### What to work on
• 1. In the thread about primes modulo 6, which number does the second answer say divides 6n+3?
• 2. Copy the passage from the thread about primes modulo 6, beginning at the words "The contra positive of: If" and stopping after the words "or $p \le 3$.".

### Source text
** Start **

Prove that for any integer $n > 3$ If $n$ is a prime number then $n$ $\in$ $[1]_6$ or $n$ $\in$ $[5]_6$

Question

I am not sure how to proceed with the proof. That is, I’m trying to prove the contapostive, but I don’t know how to prove that a composite number greater than 3 will not be in either set. Insight would be appreciated.

Answer 1

" I don’t know how to prove that a composite number greater than 3 will not be in either set. "

That isn't the contrapositive and it isn't true.

The contra positive of: If $p$ is prime and $p > 3$ $\implies$ $p\in[1]_6$ or $p\in [5]_6$. then the contra positive is

$p\not \in [1]_6$ and $p\not \in [5]_6$ $\implies$ $p$ is not prime or $p \le 3$.

So prove that if $p\in [0]_6, [2]_6, [3]_6, [4]_6$ then eithe $p$ is composite of $p \le 3$.

.....

Might be worth noting. If $m \in [k]_6$ then $\gcd(k,6)|m$. Do you see why that would be true?

Answer 2

Well:

$$6 | 6n$$ $$2|(6n+2)$$ $$3|(6n+3)$$ $$2|(6n+4)$$

** End **

### Excerpted records
** Start **

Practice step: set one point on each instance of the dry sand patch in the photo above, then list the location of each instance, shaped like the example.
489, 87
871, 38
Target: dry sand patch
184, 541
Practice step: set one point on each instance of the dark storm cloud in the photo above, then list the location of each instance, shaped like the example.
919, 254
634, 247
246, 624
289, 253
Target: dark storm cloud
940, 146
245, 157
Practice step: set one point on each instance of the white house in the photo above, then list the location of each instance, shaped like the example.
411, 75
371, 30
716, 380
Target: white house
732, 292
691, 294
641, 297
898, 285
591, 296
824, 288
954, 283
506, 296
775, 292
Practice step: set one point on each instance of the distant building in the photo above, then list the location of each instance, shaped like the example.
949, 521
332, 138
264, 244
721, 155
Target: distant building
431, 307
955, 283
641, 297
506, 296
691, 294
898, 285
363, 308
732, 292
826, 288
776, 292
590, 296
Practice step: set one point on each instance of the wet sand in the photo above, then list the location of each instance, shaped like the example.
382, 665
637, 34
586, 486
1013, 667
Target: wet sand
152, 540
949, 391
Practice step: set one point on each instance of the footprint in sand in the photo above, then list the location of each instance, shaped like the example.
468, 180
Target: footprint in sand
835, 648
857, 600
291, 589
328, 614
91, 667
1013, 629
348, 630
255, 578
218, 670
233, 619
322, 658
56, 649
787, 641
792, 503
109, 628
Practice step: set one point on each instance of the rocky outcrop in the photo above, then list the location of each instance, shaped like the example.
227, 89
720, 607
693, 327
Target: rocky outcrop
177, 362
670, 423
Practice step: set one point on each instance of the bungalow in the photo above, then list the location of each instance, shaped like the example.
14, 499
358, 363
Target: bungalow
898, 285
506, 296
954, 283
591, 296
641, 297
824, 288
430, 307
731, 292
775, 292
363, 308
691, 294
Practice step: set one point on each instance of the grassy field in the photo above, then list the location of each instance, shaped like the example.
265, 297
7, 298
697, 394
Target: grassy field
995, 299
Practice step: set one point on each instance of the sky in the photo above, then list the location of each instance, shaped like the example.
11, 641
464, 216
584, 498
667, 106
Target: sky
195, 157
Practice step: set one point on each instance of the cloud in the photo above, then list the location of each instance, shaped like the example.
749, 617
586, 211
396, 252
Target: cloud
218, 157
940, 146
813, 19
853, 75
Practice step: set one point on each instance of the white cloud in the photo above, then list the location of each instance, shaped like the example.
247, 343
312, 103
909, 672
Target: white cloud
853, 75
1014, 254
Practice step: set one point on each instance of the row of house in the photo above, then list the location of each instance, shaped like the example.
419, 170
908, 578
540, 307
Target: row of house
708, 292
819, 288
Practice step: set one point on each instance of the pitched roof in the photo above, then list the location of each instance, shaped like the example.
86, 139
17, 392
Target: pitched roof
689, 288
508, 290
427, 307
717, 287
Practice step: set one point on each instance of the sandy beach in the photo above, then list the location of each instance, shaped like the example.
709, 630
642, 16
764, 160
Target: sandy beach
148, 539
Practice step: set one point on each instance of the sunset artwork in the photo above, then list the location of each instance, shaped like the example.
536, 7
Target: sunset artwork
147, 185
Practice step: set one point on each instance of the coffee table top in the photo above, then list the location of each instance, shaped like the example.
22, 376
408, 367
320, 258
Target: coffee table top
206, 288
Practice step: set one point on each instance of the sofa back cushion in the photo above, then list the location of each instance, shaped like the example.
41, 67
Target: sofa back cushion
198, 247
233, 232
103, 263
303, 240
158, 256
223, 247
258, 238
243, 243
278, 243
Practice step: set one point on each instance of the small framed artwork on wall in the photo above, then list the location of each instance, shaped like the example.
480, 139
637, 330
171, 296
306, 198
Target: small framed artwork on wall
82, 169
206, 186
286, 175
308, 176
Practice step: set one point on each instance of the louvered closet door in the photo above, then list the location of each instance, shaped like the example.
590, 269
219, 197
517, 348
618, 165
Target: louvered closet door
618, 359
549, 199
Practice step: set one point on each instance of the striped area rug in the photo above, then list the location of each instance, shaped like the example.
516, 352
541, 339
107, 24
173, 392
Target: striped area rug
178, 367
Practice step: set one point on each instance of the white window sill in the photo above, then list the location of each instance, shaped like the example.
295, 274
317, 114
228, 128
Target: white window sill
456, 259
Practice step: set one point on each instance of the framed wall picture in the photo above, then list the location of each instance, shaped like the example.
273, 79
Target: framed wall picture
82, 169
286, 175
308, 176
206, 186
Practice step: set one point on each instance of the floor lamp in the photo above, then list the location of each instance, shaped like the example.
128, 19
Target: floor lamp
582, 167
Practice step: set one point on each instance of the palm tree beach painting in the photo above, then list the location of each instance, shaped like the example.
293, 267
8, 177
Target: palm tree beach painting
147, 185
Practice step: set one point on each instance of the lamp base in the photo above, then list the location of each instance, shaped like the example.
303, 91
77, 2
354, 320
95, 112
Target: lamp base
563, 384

** End **

### Solved tasks
• 1. 3

• 2.
The contra positive of: If $p$ is prime and $p > 3$ $\implies$ $p\in[1]_6$ or $p\in [5]_6$. then the contra positive is

$p\not \in [1]_6$ and $p\not \in [5]_6$ $\implies$ $p$ is not prime or $p \le 3$.